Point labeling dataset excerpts
----------
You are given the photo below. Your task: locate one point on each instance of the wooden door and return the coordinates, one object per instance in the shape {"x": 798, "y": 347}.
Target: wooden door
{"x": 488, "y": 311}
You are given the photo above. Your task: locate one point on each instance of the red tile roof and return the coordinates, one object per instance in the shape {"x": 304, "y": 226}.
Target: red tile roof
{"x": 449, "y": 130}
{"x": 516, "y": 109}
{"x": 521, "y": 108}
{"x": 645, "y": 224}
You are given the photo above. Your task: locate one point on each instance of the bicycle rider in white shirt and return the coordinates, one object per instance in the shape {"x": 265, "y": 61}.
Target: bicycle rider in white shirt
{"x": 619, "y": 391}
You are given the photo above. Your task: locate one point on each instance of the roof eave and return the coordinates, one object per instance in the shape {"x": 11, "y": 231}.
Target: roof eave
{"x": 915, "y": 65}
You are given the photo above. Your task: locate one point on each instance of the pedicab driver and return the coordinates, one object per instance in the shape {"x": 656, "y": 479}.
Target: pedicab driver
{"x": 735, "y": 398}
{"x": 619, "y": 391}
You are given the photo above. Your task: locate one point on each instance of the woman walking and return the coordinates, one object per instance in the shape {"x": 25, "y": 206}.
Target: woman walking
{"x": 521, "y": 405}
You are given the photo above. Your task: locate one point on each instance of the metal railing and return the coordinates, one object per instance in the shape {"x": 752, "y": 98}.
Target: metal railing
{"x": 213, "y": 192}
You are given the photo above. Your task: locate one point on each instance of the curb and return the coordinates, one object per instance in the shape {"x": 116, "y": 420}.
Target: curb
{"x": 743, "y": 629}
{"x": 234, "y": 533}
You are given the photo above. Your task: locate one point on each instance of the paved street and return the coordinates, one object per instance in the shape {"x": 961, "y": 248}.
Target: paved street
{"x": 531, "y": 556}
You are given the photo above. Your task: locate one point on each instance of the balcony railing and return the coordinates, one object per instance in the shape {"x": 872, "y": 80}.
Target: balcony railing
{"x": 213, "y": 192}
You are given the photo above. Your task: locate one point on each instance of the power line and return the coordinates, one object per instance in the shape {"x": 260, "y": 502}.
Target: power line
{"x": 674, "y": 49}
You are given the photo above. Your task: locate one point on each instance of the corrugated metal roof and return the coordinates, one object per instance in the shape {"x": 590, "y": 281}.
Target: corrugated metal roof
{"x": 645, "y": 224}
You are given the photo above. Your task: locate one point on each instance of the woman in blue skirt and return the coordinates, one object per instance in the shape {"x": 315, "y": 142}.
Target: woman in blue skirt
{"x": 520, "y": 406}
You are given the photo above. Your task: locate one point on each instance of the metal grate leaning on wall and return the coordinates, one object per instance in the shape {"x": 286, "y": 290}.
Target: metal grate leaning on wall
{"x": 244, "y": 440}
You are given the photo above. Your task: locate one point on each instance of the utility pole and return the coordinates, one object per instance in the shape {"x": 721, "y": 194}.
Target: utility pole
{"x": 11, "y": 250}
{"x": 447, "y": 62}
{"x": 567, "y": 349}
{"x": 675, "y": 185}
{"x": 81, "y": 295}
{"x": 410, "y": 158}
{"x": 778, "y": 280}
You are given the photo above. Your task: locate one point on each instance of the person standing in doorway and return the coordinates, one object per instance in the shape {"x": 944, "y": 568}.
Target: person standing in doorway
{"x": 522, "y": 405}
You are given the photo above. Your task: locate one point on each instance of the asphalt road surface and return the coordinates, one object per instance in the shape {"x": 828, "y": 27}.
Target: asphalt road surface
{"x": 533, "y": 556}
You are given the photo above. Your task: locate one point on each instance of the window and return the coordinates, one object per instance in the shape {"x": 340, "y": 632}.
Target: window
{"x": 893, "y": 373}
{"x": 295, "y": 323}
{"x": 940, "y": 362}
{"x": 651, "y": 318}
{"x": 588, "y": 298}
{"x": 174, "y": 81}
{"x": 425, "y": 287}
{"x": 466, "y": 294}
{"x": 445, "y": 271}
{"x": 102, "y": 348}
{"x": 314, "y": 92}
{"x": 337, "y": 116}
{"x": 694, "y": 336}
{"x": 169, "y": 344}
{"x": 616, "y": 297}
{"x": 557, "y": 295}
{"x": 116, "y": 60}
----------
Required work:
Rewrite all the rows above, changing every "locate" to "mark" and keeping everything else the same.

Problem solution:
You are given the photo below. Your task: mark one point on each instance of the wooden door and return the coordinates, one object per instance in the shape {"x": 798, "y": 347}.
Target: wooden door
{"x": 488, "y": 311}
You are given the photo above. Your task: mark one point on each instance of the red tile roof and return the coordinates, one object per instance in the shape {"x": 304, "y": 226}.
Target: red tile roof
{"x": 449, "y": 130}
{"x": 516, "y": 109}
{"x": 521, "y": 108}
{"x": 645, "y": 224}
You are given the photo above. Your task: mark one point on each instance of the bicycle rider in white shirt and return the coordinates, one object per instance in the shape {"x": 265, "y": 61}.
Target: bicycle rider in white shirt
{"x": 619, "y": 391}
You are given the photo above. Your task: mark one point on each instance of the roof eave and return the coordinates, one object per instance in the shape {"x": 11, "y": 231}.
Target: roof eave
{"x": 915, "y": 65}
You are given the photo above. Your task: mark one point on each instance of the pedicab driver and return the coordinates, one object per instance in the shape {"x": 656, "y": 479}.
Target: pedicab driver
{"x": 735, "y": 398}
{"x": 619, "y": 391}
You are given the photo above. Your task: mark one point on each instance of the woman walking and return the coordinates, one object per instance in the shape {"x": 25, "y": 206}.
Target: woman walking
{"x": 521, "y": 405}
You are given the photo above. Your task: mark one point on each instance of the metal railing and return the coordinates, one object per instance in the shape {"x": 752, "y": 98}.
Target: metal railing
{"x": 213, "y": 192}
You are given the photo above. Your task: mark one point on each instance of the curb and return the coordinates, one object per instance in the shape {"x": 116, "y": 420}.
Target: curb
{"x": 743, "y": 629}
{"x": 234, "y": 533}
You are given the photo above. Your task: mark one point on each instance of the paved street and return the coordinates, one object per instance in the shape {"x": 961, "y": 248}.
Target: paved street
{"x": 531, "y": 556}
You are given the photo above. Your task: mark one point on each instance of the balcony railing and return the coordinates, one object per instance in the shape {"x": 872, "y": 80}.
Target: balcony railing
{"x": 213, "y": 192}
You are given the photo above. Your task: mark one point on each instance of the power line and return the coordinates, one object per instance in the shape {"x": 260, "y": 502}.
Target: power line
{"x": 674, "y": 49}
You are given the photo above. Your task: mark one point on each instance of the corrugated metal roof and return the coordinates, one object per instance in the shape {"x": 590, "y": 281}.
Target: corrugated metal roof
{"x": 645, "y": 224}
You are given the photo above. Your task: mark one point on each instance of the woman in blue skirt and return the coordinates, one object per instance in the shape {"x": 315, "y": 142}.
Target: woman in blue skirt
{"x": 520, "y": 406}
You are given the photo above. Your task: mark one point on each instance of the metal grate leaning on wall and return the coordinates, one object per instance in the shape {"x": 286, "y": 290}.
Target: metal grate leaning on wall
{"x": 244, "y": 440}
You are given the photo above. Your task: mark one point on each instance of the utility pole and return the coordinates, one object per instance in the shape {"x": 721, "y": 194}.
Target: utility pole
{"x": 11, "y": 250}
{"x": 447, "y": 62}
{"x": 567, "y": 349}
{"x": 675, "y": 185}
{"x": 81, "y": 295}
{"x": 410, "y": 158}
{"x": 778, "y": 280}
You are given the photo above. Your task: mark one point on each instance of the person standing in doorway and return the coordinates, one object per instance in the shape {"x": 944, "y": 568}.
Target: person standing in doorway
{"x": 522, "y": 405}
You are given the photo above. Your task: mark one point on each instance of the asphalt road surface and return the coordinates, one object per instance in the shape {"x": 828, "y": 27}.
Target: asphalt road surface
{"x": 533, "y": 556}
You are given the photo above. Your task: mark one point on each instance of the window and return the coordinates, one object per instance in the shape {"x": 340, "y": 632}.
Target: window
{"x": 893, "y": 373}
{"x": 295, "y": 323}
{"x": 940, "y": 362}
{"x": 651, "y": 318}
{"x": 588, "y": 298}
{"x": 174, "y": 81}
{"x": 425, "y": 287}
{"x": 466, "y": 294}
{"x": 445, "y": 271}
{"x": 102, "y": 348}
{"x": 314, "y": 92}
{"x": 337, "y": 116}
{"x": 694, "y": 336}
{"x": 169, "y": 344}
{"x": 616, "y": 297}
{"x": 557, "y": 295}
{"x": 116, "y": 60}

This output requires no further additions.